Consigne:
Recopiez sans rien modifier, dans le texte ci-dessous sur les stagiaires en enseignement, tout le passage qui va de « Le tout sans » jusqu'à « les parent·e·s, etc. ».

Texte source:
● ● ●
Le tout sans perspective de rémunération pour la plupart des stagiaires. Contraints à jongler avec plusieurs emplois en parallèle, ielles sont nombreux à courir le risque de l’épuisement professionnel. Dans les faits, nombre d’entre eux finissent par effectuer des heures supplémentaires au-delà de la limite légale d’un emploi à temps plein, selon le syndicat.
Mère, étudiante, enseignante, stagiaire
Enseigner est un métier exigeant. Sans compter le temps passé devant les élèves, une panoplie d’autres tâches passent souvent inaperçues : la planification des cours, les rétroactions, la correction des examens, les réunions hebdomadaires à la fac, la gestion des jeunes en difficulté ou les parent·e·s, etc.
● ● ●
Entrées:
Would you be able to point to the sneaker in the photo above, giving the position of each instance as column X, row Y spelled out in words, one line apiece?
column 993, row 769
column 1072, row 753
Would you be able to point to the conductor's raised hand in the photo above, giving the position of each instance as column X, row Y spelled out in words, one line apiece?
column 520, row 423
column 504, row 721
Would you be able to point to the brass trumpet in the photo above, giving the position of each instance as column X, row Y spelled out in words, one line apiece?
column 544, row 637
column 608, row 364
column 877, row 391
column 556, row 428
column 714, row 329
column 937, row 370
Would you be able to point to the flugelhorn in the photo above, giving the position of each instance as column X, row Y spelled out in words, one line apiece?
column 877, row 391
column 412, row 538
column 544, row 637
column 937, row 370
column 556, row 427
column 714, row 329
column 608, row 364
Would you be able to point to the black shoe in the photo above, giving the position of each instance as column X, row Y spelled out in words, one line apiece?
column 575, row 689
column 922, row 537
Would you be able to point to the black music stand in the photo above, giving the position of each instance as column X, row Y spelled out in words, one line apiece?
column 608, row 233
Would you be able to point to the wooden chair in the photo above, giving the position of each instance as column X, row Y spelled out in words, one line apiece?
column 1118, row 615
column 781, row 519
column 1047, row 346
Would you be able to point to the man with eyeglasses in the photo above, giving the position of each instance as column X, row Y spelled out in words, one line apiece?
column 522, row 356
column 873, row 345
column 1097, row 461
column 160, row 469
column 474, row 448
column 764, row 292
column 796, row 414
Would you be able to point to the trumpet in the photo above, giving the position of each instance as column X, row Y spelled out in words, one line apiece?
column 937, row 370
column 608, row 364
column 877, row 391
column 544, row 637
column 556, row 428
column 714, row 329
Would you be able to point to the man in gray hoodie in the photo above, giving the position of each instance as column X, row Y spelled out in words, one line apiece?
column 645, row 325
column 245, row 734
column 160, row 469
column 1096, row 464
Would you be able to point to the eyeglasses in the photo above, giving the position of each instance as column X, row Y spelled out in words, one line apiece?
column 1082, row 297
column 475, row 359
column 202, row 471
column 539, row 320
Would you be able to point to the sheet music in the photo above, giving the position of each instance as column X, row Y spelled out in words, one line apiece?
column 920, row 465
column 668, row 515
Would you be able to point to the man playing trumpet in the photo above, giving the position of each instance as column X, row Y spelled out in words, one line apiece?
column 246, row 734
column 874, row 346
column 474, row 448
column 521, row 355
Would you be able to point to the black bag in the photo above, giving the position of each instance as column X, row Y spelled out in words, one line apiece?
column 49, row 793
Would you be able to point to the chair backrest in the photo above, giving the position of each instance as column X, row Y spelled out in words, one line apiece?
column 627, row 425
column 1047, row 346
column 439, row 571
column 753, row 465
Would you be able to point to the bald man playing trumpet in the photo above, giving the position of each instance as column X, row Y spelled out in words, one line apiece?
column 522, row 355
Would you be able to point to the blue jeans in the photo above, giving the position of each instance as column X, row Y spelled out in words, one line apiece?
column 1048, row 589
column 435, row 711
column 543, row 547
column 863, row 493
● ● ●
Corrigé:
Le tout sans perspective de rémunération pour la plupart des stagiaires. Contraints à jongler avec plusieurs emplois en parallèle, ielles sont nombreux à courir le risque de l’épuisement professionnel. Dans les faits, nombre d’entre eux finissent par effectuer des heures supplémentaires au-delà de la limite légale d’un emploi à temps plein, selon le syndicat.
Mère, étudiante, enseignante, stagiaire
Enseigner est un métier exigeant. Sans compter le temps passé devant les élèves, une panoplie d’autres tâches passent souvent inaperçues : la planification des cours, les rétroactions, la correction des examens, les réunions hebdomadaires à la fac, la gestion des jeunes en difficulté ou les parent·e·s, etc.